_Instruction:_
Starting at the beginning of the records below and continuing through the line that contains "[(149, 93)]", write out every line again and add -57 to each coordinate value.

-- Task material start --

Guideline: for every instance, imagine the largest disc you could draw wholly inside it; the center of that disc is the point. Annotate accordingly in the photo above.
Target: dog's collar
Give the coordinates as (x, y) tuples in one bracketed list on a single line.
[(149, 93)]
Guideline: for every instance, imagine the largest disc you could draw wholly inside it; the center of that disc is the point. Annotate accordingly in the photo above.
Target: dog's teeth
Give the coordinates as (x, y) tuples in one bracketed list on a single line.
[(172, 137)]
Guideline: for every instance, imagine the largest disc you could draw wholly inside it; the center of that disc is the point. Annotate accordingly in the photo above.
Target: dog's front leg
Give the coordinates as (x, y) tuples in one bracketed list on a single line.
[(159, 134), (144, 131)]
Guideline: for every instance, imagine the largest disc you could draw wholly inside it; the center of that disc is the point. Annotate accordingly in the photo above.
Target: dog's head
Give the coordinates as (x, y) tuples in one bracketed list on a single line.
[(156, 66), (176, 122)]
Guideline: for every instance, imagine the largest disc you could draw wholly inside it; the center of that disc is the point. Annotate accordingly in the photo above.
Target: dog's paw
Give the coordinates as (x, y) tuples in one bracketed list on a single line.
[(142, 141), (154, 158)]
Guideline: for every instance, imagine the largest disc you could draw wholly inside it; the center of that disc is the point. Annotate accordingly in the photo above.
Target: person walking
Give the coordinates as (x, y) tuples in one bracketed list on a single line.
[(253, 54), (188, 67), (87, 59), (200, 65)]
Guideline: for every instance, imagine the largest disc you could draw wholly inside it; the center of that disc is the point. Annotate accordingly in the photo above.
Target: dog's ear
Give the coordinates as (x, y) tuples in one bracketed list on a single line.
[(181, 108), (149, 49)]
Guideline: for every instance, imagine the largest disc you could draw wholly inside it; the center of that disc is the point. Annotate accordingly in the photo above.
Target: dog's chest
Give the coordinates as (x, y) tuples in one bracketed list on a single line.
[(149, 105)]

-- Task material end --

_Final result:_
Guideline: for every instance, imagine the largest disc you could draw wholly inside it; the center of that disc is the point. Annotate accordingly in the photo above.
Target: dog's collar
Give the coordinates as (x, y) tuples in one bracketed list on a single line.
[(92, 36)]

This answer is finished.